## Dataset entries

BEGIN

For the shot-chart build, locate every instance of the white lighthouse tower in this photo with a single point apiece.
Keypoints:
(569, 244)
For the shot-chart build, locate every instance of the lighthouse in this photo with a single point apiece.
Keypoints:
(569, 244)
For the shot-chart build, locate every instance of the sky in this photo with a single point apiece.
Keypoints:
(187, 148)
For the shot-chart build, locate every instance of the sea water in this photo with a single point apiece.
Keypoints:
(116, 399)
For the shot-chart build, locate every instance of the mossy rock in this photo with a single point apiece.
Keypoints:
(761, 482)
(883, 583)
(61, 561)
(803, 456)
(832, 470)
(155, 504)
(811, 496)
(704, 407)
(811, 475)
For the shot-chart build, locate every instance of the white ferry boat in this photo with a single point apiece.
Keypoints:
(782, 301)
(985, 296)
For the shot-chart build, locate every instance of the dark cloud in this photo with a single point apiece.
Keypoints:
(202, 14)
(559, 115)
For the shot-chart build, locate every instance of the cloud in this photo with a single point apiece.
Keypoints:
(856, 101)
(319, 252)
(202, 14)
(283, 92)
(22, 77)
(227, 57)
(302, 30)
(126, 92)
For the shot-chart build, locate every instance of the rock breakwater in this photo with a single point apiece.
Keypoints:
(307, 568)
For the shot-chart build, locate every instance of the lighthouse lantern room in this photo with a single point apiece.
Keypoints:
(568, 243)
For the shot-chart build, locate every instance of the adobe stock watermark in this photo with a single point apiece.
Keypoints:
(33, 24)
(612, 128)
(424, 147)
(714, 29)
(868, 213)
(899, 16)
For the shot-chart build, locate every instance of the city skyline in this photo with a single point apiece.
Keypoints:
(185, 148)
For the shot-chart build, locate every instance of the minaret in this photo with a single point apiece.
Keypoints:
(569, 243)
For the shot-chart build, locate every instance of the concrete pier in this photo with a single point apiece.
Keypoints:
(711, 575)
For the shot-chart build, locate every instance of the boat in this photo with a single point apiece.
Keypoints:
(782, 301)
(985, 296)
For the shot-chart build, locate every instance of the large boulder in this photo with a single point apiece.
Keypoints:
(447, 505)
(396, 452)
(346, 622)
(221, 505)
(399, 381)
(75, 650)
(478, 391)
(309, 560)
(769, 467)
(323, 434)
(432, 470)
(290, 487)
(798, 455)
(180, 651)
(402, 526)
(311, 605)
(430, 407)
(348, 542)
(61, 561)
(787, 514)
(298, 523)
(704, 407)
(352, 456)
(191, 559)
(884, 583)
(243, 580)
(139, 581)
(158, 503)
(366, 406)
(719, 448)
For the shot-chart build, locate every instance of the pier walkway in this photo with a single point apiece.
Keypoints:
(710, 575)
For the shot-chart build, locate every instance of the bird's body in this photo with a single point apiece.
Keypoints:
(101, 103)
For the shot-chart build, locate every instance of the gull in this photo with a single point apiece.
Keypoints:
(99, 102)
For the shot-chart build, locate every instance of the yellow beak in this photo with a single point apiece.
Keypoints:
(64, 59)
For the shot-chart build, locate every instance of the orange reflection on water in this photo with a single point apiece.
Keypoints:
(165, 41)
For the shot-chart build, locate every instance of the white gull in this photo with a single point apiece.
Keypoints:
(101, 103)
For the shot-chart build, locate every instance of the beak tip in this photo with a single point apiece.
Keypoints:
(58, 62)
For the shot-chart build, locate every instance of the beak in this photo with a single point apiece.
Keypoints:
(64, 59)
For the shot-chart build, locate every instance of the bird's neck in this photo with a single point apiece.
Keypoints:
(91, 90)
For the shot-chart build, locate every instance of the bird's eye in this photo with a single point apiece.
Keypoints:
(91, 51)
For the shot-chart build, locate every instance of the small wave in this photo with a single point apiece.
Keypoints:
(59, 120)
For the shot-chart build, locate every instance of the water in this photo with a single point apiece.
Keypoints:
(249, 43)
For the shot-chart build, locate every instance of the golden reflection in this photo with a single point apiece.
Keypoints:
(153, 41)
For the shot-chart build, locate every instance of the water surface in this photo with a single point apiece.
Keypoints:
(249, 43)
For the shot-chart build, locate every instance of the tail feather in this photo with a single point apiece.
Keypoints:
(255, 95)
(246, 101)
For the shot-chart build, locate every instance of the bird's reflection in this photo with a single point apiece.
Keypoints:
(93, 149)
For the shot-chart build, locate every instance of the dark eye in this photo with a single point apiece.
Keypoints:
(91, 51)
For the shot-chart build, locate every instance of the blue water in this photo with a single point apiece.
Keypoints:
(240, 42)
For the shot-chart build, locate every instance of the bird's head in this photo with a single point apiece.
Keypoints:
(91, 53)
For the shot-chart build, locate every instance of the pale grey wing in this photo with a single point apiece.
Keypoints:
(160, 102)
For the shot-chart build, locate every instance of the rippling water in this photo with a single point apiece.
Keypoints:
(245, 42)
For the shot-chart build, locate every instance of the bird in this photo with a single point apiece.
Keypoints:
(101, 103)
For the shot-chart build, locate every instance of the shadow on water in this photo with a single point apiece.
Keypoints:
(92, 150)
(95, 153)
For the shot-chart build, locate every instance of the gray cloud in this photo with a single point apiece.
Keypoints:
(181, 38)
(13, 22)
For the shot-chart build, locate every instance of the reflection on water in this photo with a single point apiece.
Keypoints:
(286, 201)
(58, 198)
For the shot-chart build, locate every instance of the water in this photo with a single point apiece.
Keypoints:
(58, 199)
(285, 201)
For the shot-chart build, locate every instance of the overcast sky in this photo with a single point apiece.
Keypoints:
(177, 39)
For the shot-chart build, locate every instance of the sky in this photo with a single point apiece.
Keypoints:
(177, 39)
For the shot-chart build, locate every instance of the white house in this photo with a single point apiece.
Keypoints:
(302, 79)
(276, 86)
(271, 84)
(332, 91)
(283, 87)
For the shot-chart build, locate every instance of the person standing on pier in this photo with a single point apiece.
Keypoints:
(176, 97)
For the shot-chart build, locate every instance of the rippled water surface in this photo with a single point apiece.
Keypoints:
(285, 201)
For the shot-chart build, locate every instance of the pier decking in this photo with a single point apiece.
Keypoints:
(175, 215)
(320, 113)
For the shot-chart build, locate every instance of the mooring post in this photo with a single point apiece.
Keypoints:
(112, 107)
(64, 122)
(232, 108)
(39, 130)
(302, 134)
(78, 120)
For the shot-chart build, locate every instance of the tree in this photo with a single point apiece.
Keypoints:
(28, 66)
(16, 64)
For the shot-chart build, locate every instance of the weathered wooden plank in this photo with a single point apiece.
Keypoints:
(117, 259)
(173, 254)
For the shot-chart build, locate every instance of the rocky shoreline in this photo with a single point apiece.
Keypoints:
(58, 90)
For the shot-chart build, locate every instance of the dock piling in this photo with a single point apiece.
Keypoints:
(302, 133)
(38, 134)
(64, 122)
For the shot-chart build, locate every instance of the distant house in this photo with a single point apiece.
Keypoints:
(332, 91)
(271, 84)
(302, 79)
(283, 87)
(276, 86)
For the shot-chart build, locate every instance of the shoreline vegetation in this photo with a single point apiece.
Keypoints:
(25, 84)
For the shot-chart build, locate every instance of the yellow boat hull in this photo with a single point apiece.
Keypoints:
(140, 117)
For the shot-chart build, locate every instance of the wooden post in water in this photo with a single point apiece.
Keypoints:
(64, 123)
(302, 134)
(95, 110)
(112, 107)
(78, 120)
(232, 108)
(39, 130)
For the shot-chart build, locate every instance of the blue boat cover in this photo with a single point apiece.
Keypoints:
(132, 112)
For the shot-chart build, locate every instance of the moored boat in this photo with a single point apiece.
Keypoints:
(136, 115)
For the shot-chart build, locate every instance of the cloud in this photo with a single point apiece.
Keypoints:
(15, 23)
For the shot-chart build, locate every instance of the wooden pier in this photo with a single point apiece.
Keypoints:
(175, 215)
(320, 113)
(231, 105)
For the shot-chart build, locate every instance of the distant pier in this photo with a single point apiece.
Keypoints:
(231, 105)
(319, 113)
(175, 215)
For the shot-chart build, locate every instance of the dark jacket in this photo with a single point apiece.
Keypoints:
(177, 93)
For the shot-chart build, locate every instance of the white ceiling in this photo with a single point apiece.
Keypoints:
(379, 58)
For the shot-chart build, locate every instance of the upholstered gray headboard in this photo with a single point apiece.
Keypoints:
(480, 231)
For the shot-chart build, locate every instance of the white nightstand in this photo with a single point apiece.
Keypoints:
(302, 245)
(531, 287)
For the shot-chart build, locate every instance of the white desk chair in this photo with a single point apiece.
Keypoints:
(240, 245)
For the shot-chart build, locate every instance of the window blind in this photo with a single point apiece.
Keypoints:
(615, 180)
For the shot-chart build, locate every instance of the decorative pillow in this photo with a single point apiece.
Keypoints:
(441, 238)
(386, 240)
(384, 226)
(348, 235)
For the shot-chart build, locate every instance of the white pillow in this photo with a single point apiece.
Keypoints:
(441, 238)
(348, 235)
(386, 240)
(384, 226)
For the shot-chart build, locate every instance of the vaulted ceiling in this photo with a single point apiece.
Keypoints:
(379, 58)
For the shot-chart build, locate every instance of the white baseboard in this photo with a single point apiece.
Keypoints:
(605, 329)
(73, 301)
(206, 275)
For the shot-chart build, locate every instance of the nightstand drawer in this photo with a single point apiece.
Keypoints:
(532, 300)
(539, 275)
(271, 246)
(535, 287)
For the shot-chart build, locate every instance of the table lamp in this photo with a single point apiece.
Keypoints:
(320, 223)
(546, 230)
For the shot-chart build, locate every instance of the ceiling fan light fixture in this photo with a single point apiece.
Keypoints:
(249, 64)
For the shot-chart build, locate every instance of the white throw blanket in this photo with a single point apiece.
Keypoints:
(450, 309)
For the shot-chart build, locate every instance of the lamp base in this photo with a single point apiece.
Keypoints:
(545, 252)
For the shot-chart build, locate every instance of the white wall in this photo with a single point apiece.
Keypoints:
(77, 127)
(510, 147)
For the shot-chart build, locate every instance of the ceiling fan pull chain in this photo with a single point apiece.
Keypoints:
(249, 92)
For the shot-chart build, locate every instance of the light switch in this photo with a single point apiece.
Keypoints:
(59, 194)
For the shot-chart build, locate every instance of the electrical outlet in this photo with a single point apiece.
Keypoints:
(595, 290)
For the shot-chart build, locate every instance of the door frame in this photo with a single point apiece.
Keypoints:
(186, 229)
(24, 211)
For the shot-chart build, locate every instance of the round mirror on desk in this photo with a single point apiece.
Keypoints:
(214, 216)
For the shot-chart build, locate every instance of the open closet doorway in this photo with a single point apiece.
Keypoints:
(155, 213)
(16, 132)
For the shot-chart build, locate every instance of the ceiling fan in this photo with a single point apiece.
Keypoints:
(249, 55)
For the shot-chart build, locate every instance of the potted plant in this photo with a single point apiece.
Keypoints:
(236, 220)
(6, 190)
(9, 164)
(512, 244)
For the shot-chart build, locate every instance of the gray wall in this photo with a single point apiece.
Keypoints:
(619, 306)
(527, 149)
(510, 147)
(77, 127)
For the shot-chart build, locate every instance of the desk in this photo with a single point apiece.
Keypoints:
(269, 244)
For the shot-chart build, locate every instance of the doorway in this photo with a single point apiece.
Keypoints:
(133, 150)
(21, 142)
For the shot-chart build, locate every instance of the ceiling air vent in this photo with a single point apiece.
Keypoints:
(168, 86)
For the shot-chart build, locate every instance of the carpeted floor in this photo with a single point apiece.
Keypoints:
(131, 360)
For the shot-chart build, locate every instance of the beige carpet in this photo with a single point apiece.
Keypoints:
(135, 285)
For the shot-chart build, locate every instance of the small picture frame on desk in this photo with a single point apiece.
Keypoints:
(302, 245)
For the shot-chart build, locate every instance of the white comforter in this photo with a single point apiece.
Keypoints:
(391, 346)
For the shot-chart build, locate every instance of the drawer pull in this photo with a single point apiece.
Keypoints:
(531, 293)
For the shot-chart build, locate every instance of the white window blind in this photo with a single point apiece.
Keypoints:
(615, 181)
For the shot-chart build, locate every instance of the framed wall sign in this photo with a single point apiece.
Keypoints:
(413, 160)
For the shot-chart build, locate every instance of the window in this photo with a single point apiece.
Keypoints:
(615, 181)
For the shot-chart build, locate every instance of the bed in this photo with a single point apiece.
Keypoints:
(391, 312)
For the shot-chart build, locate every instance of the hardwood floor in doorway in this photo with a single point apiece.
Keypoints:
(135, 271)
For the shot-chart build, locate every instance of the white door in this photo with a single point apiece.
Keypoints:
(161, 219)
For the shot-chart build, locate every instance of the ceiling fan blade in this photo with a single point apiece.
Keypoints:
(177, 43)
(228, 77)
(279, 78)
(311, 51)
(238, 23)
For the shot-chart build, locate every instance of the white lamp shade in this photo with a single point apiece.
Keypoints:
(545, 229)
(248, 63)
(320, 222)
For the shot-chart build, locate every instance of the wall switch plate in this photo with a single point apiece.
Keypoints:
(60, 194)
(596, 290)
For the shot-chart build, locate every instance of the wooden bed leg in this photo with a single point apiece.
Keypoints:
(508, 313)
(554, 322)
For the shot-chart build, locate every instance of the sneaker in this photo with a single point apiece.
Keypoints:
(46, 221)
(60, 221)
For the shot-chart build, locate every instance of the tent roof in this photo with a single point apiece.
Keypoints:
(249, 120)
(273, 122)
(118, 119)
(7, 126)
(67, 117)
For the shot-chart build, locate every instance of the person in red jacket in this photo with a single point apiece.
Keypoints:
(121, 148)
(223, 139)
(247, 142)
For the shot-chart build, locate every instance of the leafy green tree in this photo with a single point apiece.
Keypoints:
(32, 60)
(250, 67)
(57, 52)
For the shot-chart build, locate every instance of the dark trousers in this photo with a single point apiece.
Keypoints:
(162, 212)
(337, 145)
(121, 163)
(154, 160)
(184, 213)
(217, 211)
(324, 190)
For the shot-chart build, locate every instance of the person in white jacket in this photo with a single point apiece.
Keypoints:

END

## Assigned task
Beginning with the first line of the entries, repeat each line exactly until you have reproduced the one containing "the lighthouse in", and add nothing further.

## Answer to the problem
For the shot-chart build, locate every instance of the white lighthouse tower in this photo with a single point apiece.
Keypoints:
(569, 244)
For the shot-chart build, locate every instance of the lighthouse in this photo with a single point apiece.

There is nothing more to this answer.